Reproduce the line that contains "Query: bus windshield" and every line after it through the end of the records, exactly, with nothing added.

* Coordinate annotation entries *
## Begin

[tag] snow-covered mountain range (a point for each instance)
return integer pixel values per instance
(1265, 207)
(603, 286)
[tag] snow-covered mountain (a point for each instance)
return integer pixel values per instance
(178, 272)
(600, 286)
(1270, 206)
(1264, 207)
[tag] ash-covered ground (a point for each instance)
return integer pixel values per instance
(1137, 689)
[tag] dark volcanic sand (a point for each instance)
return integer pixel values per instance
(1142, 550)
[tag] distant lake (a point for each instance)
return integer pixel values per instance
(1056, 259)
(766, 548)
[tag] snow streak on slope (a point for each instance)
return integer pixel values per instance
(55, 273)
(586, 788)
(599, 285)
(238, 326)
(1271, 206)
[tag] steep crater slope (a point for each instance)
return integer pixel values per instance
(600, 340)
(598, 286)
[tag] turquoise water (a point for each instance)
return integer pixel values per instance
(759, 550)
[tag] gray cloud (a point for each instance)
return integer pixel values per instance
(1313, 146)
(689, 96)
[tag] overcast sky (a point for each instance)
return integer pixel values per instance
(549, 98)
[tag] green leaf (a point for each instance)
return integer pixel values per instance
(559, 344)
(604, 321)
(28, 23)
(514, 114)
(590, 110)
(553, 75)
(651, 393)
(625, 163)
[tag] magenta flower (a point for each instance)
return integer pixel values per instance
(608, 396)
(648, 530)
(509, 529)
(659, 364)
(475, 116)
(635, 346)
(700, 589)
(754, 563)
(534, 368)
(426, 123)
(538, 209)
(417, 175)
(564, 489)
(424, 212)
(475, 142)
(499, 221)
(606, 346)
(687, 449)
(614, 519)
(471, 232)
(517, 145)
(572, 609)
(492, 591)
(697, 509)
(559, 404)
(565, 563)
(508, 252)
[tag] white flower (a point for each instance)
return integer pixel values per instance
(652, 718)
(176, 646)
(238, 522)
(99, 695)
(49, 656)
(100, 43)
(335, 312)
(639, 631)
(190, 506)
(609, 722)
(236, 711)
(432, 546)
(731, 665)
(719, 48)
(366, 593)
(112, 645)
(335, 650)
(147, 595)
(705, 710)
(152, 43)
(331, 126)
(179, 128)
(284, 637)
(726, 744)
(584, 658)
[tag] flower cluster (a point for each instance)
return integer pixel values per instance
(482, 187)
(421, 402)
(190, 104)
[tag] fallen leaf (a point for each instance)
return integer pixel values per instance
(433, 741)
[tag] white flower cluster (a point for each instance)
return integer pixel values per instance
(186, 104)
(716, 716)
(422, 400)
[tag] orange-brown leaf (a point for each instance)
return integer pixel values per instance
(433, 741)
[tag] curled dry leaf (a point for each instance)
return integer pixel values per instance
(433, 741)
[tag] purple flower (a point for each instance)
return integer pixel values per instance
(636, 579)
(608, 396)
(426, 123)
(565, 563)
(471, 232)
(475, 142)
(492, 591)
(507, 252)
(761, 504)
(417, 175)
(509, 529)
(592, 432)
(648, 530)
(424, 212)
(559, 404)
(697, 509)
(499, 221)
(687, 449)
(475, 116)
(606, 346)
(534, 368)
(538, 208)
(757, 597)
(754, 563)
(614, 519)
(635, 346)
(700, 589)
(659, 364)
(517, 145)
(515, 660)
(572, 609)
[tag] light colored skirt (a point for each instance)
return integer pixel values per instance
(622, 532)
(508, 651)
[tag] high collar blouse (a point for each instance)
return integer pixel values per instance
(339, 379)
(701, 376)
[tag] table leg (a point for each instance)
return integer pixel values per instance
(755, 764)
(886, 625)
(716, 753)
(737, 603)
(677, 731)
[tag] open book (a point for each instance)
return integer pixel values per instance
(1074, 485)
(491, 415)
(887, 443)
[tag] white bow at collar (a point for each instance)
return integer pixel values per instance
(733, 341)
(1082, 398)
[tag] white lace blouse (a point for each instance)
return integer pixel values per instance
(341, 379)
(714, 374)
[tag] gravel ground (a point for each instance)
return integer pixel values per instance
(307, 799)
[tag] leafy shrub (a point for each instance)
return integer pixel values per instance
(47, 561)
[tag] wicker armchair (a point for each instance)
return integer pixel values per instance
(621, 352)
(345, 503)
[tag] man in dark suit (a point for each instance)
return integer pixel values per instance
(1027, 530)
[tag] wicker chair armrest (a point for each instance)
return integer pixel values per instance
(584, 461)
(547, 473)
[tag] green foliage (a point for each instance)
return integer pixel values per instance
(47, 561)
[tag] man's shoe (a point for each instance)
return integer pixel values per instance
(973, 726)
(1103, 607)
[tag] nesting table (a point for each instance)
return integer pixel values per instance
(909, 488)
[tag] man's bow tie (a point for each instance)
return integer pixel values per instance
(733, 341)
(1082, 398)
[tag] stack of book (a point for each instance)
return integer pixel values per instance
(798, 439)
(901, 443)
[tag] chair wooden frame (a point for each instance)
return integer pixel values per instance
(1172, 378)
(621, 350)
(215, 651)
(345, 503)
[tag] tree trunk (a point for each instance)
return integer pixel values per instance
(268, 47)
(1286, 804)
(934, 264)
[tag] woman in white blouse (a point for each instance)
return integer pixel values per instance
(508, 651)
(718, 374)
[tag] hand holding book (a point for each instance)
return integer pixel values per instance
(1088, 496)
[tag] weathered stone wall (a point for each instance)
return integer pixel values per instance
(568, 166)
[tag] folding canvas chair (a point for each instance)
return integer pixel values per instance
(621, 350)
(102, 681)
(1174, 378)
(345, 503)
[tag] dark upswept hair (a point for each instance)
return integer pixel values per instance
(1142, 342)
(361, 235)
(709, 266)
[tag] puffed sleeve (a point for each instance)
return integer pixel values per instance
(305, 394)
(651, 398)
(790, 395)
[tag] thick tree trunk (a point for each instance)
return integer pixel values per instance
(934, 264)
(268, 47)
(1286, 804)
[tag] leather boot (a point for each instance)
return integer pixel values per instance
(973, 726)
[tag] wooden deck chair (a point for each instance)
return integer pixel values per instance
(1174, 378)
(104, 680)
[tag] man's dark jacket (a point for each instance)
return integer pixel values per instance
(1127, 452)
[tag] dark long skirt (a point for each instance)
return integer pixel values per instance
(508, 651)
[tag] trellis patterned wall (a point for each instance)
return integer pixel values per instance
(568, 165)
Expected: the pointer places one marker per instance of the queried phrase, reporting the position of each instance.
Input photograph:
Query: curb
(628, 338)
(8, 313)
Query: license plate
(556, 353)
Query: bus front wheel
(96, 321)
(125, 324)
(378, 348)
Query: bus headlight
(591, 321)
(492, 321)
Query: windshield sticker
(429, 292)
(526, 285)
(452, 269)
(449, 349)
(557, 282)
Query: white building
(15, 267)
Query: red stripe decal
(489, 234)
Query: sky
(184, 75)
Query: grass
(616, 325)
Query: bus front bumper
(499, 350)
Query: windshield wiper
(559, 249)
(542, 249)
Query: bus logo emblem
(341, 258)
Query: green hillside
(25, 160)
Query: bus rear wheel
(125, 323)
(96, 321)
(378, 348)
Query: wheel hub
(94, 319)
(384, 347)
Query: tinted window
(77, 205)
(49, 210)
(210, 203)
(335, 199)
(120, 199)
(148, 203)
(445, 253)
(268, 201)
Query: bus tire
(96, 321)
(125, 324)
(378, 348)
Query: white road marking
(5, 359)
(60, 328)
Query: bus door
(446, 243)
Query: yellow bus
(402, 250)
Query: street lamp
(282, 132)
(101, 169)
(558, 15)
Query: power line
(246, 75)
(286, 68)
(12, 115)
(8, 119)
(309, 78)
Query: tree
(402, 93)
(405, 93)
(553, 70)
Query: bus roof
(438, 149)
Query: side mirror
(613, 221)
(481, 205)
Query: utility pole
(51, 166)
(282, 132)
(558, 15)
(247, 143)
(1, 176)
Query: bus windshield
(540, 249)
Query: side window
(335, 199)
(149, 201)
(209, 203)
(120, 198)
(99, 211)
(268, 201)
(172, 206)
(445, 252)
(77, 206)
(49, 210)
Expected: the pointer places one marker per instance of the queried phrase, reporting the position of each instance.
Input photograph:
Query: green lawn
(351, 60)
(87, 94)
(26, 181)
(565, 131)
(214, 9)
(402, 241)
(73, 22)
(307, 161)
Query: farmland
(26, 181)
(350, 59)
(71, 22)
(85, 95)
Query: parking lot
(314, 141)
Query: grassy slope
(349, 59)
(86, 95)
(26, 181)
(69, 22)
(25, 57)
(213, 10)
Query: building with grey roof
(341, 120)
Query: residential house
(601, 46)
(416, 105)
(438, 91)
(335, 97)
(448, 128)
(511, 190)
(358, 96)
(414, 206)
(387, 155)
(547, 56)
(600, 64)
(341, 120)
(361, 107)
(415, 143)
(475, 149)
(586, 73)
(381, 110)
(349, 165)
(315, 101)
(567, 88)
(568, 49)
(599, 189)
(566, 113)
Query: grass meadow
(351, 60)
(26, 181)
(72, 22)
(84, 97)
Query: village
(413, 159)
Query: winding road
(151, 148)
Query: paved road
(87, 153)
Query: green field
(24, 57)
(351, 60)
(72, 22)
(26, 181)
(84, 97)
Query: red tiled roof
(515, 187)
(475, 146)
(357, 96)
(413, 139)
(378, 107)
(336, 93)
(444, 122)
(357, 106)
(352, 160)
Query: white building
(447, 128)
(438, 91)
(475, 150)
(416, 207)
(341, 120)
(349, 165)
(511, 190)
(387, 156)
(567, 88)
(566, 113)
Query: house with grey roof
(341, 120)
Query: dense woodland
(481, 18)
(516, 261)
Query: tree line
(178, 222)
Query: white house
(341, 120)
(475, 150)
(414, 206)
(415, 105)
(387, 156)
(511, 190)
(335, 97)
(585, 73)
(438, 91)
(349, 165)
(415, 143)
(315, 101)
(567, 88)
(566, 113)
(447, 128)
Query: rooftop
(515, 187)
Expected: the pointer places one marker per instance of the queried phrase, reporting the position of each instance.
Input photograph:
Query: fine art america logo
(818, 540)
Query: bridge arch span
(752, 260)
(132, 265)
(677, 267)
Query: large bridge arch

## End

* Reply *
Query: bus windshield
(540, 249)
Query: side window
(335, 199)
(149, 201)
(209, 203)
(120, 198)
(99, 211)
(268, 201)
(172, 206)
(445, 252)
(77, 206)
(49, 210)
Expected: the pointer places one marker per instance of the queried phrase, reporting the position of each instance.
Input photograph:
Query: green lawn
(351, 60)
(87, 94)
(26, 181)
(565, 131)
(214, 9)
(402, 241)
(73, 22)
(307, 161)
Query: farmland
(26, 181)
(350, 59)
(71, 22)
(85, 95)
Query: parking lot
(314, 141)
Query: grassy slope
(349, 59)
(86, 95)
(26, 181)
(69, 22)
(25, 57)
(213, 10)
Query: building with grey roof
(341, 120)
Query: residential house
(601, 46)
(416, 105)
(438, 91)
(335, 97)
(448, 128)
(511, 190)
(358, 96)
(414, 206)
(387, 155)
(547, 56)
(600, 64)
(341, 120)
(361, 107)
(415, 143)
(475, 149)
(586, 73)
(381, 110)
(349, 165)
(315, 101)
(567, 88)
(568, 49)
(599, 189)
(566, 113)
Query: grass meadow
(351, 60)
(26, 181)
(72, 22)
(84, 97)
Query: village
(413, 159)
Query: winding road
(151, 148)
Query: paved road
(87, 153)
Query: green field
(24, 57)
(351, 60)
(72, 22)
(26, 181)
(84, 97)
Query: red tiled roof
(515, 187)
(475, 146)
(357, 96)
(413, 139)
(378, 107)
(336, 93)
(444, 122)
(357, 106)
(352, 160)
Query: white building
(447, 128)
(438, 91)
(475, 150)
(416, 207)
(341, 120)
(349, 165)
(511, 190)
(387, 156)
(567, 88)
(566, 113)
Query: house with grey roof
(341, 120)
Query: dense woodland
(481, 18)
(516, 261)
Query: tree line
(178, 222)
Query: white house
(341, 120)
(475, 150)
(414, 206)
(415, 105)
(387, 156)
(511, 190)
(335, 97)
(585, 73)
(438, 91)
(349, 165)
(415, 143)
(315, 101)
(567, 88)
(566, 113)
(447, 128)
Query: rooftop
(515, 187)
Expected: the pointer places one marker per instance of the queried phrase, reporting the position of each instance.
Input photograph:
Query: fine art america logo
(818, 540)
Query: bridge arch span
(752, 260)
(132, 265)
(677, 267)
Query: large bridge arch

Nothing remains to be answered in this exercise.